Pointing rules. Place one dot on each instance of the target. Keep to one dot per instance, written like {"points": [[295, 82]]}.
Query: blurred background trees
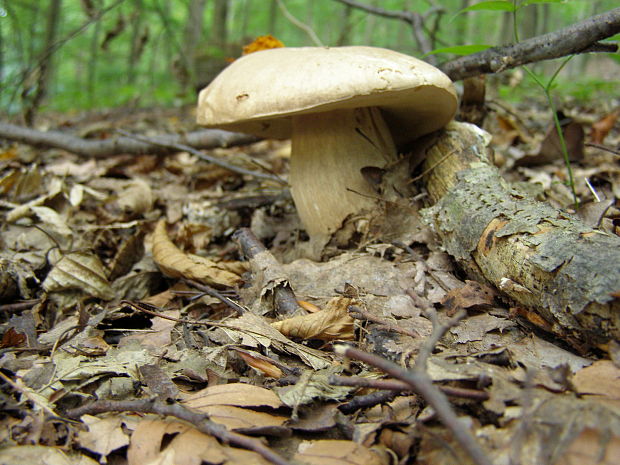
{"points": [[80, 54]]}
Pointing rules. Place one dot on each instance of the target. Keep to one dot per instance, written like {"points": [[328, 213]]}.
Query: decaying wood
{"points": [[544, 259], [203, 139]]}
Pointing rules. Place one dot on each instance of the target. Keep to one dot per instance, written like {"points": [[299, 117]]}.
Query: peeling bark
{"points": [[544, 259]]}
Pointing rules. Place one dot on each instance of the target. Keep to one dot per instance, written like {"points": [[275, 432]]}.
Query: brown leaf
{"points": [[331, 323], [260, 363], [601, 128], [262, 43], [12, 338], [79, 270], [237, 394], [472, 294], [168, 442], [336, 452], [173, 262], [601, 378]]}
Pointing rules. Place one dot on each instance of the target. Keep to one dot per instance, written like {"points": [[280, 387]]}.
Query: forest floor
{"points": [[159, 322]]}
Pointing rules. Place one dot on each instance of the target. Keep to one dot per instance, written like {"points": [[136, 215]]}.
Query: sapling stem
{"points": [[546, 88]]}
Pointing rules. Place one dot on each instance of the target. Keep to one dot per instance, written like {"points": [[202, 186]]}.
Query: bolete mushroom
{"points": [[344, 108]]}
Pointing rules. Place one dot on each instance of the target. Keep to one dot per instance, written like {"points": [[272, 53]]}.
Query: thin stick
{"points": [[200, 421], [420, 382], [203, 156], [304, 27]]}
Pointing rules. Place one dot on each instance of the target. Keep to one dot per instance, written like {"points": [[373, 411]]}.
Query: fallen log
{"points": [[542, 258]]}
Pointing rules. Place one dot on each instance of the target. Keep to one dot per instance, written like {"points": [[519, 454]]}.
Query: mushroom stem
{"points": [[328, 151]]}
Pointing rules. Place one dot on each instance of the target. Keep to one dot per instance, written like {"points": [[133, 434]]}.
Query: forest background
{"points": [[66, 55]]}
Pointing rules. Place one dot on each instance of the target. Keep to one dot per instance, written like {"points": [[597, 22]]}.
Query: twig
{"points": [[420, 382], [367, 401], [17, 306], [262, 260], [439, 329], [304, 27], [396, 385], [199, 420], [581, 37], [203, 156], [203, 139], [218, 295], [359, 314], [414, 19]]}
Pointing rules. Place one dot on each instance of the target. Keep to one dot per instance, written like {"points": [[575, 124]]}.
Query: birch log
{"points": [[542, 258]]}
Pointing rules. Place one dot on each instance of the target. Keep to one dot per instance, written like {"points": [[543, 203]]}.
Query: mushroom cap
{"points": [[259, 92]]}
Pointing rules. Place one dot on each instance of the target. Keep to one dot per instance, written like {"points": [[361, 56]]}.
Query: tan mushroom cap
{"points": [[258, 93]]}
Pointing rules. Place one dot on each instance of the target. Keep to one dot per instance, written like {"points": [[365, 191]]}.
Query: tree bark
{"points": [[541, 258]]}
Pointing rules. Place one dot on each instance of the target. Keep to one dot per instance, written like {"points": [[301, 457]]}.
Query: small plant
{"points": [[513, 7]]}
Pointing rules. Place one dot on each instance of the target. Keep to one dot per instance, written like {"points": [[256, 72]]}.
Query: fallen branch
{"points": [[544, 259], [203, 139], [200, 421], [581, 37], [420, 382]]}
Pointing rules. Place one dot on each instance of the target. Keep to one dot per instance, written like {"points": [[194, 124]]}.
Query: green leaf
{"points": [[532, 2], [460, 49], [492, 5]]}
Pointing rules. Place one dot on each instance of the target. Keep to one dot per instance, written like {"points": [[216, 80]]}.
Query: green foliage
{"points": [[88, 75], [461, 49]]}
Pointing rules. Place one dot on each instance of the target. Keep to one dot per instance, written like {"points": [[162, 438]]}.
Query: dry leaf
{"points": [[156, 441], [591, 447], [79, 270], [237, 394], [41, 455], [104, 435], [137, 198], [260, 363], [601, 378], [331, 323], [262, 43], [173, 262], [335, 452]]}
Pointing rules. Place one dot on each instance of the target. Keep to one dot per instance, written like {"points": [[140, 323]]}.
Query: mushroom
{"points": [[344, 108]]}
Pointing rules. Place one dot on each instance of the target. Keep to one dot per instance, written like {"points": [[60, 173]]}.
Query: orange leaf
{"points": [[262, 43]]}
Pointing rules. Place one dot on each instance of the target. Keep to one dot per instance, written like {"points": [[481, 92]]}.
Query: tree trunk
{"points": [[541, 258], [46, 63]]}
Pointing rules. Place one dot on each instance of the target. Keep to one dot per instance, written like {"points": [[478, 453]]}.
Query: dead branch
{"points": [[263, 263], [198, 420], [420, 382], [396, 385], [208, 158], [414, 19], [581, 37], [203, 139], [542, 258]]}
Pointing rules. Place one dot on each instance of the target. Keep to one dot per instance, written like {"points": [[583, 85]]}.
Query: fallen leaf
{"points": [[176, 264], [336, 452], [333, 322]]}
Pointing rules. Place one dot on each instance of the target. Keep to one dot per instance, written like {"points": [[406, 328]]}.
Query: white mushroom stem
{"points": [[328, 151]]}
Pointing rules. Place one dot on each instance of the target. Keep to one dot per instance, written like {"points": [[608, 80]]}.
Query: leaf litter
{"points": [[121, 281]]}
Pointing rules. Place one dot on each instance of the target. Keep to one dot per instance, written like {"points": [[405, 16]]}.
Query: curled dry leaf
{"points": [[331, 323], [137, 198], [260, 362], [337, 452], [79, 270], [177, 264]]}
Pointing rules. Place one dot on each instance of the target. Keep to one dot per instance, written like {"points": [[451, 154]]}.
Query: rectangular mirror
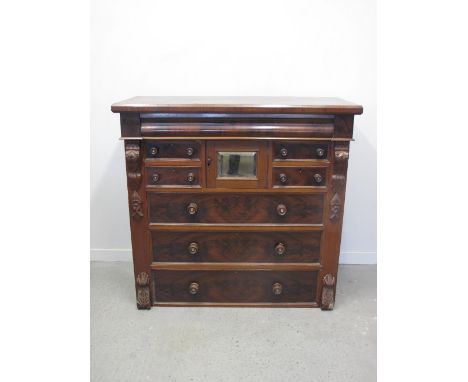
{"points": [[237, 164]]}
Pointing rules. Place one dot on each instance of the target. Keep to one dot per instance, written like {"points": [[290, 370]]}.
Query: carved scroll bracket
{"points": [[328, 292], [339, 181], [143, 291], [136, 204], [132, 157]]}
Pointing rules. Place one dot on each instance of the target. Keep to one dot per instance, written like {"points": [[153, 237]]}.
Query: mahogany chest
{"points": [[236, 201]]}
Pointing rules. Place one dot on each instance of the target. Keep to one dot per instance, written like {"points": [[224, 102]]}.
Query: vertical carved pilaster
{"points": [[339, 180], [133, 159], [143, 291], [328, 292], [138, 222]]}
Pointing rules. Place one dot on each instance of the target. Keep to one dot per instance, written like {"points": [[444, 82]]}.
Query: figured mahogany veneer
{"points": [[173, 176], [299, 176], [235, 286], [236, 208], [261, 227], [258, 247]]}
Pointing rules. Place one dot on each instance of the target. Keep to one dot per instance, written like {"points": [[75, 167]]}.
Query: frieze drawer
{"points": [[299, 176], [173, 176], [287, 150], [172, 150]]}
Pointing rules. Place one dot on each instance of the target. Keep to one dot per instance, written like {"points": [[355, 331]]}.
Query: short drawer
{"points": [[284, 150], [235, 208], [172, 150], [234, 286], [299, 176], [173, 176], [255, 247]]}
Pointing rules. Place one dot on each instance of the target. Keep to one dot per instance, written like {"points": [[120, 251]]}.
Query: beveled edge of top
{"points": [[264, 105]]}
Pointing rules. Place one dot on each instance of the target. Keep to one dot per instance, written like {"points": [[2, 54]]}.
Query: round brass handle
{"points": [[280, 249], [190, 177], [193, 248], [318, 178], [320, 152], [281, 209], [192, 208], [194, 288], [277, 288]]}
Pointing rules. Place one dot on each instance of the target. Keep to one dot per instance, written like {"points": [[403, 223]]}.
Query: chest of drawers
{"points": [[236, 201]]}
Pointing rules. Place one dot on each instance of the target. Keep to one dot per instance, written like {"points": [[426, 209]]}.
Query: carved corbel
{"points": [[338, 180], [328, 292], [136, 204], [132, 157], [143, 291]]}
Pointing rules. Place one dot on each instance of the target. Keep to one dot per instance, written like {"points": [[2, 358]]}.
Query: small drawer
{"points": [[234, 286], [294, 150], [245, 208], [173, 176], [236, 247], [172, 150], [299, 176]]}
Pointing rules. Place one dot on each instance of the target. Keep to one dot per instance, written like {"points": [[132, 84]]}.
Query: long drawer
______
-- To be done --
Gather every line of the records that contains the word "background" and list those lines.

-- The result --
Query: blurred background trees
Query: forest background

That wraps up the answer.